Task prompt ▸ Gather every line of the records that contains the string "water" and copy each one out. Match case exactly.
#####
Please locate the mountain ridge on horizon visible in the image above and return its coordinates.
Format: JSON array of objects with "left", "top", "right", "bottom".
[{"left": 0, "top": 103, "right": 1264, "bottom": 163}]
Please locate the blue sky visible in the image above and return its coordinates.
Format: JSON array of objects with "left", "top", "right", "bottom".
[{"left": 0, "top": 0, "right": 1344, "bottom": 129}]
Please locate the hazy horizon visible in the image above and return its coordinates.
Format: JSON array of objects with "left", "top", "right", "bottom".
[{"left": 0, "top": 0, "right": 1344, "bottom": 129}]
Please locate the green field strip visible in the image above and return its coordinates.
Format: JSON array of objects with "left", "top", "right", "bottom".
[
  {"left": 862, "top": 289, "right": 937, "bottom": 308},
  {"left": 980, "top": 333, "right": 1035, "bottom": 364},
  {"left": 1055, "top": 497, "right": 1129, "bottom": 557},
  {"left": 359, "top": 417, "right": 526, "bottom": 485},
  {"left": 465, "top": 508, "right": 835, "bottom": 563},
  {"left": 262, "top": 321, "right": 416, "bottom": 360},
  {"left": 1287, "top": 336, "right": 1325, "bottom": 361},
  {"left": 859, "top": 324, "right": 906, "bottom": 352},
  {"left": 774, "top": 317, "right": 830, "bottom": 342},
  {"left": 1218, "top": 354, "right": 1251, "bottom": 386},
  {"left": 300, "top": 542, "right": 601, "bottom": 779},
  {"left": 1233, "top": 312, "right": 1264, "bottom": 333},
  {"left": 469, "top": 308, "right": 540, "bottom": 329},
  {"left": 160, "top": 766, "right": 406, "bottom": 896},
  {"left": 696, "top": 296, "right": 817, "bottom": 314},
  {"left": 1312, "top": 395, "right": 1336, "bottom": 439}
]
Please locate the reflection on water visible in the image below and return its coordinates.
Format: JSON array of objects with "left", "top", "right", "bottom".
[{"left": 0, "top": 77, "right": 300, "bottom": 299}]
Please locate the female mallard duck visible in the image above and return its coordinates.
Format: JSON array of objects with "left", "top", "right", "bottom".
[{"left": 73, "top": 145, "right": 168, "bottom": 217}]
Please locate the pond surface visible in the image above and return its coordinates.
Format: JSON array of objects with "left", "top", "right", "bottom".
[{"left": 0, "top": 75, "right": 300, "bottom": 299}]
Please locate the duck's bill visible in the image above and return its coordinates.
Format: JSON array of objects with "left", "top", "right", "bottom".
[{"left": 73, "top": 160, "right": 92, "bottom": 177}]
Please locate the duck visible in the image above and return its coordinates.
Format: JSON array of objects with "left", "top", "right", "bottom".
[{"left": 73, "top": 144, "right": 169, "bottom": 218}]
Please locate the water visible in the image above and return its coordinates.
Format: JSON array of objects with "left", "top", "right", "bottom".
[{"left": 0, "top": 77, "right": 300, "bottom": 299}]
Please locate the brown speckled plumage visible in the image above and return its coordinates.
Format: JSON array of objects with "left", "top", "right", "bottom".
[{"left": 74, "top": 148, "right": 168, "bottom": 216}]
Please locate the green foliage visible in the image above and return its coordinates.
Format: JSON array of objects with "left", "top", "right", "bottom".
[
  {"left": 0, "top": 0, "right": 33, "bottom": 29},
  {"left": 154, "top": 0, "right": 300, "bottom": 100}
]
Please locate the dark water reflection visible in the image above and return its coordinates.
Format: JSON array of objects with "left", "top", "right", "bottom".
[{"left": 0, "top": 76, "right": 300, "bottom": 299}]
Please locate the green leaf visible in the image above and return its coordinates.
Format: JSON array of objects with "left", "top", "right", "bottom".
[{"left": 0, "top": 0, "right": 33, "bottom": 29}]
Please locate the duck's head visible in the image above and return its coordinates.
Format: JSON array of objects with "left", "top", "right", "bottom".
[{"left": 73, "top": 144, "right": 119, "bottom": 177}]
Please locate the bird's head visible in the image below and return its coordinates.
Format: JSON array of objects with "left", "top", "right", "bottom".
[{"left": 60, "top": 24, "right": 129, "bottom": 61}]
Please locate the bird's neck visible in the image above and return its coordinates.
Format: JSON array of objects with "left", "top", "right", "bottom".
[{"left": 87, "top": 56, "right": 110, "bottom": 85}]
#####
Written answer ▸
Please locate the reflection on water visible in the image below and return its coordinates.
Please locate the water visible in the image above and return its coordinates.
Please locate the dark water reflection visible in the image above and return its coordinates.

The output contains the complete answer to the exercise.